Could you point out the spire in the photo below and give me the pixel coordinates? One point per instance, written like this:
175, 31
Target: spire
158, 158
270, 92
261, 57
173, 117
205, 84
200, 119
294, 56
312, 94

== EXERCISE ==
Rewrite the rows above with every "spire" changed to "steeple" and nothing else altered.

== RESULT OF THE TASK ==
Could you point out the steeple in the photo below and give me the pixel coordinates? One point per instance, written like this:
175, 31
Target: steeple
158, 158
270, 92
261, 57
173, 117
205, 84
200, 119
294, 56
312, 94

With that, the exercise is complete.